[Point-per-instance localization data]
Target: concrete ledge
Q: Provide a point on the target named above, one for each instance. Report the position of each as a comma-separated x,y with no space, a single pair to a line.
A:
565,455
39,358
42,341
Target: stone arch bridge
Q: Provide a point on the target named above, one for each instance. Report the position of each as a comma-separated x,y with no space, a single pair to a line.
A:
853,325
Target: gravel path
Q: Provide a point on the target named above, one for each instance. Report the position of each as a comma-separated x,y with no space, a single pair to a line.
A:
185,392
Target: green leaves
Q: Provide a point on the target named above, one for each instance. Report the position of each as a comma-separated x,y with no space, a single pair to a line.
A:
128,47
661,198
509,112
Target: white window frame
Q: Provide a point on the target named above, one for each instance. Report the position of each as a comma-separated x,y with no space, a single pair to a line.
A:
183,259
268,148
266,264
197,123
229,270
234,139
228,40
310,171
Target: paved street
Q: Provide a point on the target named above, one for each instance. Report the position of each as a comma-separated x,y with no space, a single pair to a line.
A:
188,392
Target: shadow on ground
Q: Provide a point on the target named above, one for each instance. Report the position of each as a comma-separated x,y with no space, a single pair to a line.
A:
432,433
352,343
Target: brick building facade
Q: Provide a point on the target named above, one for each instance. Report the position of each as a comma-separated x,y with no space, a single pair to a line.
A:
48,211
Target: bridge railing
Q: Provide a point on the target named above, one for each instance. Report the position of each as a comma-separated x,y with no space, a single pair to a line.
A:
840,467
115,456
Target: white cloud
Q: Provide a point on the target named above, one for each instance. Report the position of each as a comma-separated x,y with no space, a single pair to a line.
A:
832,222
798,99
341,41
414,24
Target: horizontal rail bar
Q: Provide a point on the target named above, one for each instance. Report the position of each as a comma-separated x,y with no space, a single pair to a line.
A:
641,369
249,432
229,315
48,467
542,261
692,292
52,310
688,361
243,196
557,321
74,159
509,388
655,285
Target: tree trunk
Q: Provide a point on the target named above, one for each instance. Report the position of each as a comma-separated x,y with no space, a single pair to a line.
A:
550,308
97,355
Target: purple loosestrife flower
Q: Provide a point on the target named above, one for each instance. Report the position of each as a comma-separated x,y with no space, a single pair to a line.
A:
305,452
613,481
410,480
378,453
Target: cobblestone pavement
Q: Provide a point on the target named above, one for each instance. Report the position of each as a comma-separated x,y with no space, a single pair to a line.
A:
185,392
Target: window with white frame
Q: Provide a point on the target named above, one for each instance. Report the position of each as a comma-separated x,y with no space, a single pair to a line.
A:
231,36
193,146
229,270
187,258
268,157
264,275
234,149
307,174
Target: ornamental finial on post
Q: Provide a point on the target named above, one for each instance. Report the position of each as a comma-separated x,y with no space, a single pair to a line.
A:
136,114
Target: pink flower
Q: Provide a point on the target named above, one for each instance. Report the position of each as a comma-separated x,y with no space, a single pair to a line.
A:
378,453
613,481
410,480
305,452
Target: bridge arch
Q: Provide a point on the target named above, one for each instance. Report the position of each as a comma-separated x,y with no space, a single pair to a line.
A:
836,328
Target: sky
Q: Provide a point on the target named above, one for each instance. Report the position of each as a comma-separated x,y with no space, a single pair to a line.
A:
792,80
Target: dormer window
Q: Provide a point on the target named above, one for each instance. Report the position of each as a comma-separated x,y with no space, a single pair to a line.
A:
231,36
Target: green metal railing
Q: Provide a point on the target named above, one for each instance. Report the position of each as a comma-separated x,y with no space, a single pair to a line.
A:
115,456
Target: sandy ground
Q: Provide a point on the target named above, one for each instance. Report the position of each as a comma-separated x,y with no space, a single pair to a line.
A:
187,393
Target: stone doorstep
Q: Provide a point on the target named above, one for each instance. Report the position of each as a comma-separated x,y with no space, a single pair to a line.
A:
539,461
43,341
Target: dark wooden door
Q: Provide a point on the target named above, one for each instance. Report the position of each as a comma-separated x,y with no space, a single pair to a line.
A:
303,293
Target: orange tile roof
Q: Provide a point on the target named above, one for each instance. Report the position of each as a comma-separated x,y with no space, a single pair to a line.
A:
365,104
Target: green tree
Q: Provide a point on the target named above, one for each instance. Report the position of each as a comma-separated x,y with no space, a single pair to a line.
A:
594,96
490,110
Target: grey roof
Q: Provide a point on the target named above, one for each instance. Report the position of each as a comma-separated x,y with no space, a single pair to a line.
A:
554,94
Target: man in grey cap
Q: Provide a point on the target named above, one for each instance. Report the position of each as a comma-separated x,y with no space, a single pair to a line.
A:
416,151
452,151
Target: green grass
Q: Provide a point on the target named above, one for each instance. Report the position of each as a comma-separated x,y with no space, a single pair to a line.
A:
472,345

■ Task instructions: Among the entries above, the line containing "Target: tree trunk", the line containing "Target: sandy ground", and all lines between them are to be restated word for word; nothing else belongs in the reply.

■ Completed exercise:
Target: tree trunk
Q: Provide a point on the target named above, one for each instance. Report the position of each as a comma-separated x,y with no space, a single pair to a line.
A:
550,308
97,355
Target: purple loosestrife flower
Q: Provide a point on the target named above, one for each instance. Report the position of each as a comma-separated x,y with no space, a single pair to a line.
A:
305,452
613,481
410,480
378,453
Target: cobblestone pavement
Q: Provide a point on the target named above, one for each instance. Report the position of each as a comma-separated x,y with no space, a single pair to a line.
A:
185,392
Target: window with white frame
Q: Provide a point on the target named above, one for each instance. Report the position of each as a comma-separated x,y with no space, a single pair to a line.
A:
231,36
193,146
229,270
187,258
268,157
264,275
234,149
307,174
Target: ornamental finial on post
Q: Provide a point on the target named above, one for each instance. Report the position of each as a comma-separated x,y with no space, a single pair to a line.
A:
136,114
Target: pink flower
Q: Provide a point on the target named above, one for each instance. Report the position of each as a comma-separated x,y with no space, a single pair to a line.
A:
378,453
613,481
410,480
305,452
Target: bridge arch
Q: Provide a point on the target named above, one for each instance. Report the position of each as a comma-separated x,y with no space, a single pair to a line.
A:
836,328
Target: sky
Q: Provide a point on the target named above, one for each instance. Report the position of each as a comma-separated x,y with no space, a single pair to a line.
A:
792,80
Target: dormer window
Q: Provide a point on the target named above, one for each instance. Report the position of each as a comma-separated x,y with no space, a single pair to a line.
A:
231,36
Target: green metal railing
Q: Provide a point on the target named above, one for each instance. Report the position of each as a comma-separated x,y with no space, a single pair to a line.
A:
115,456
Target: sandy ground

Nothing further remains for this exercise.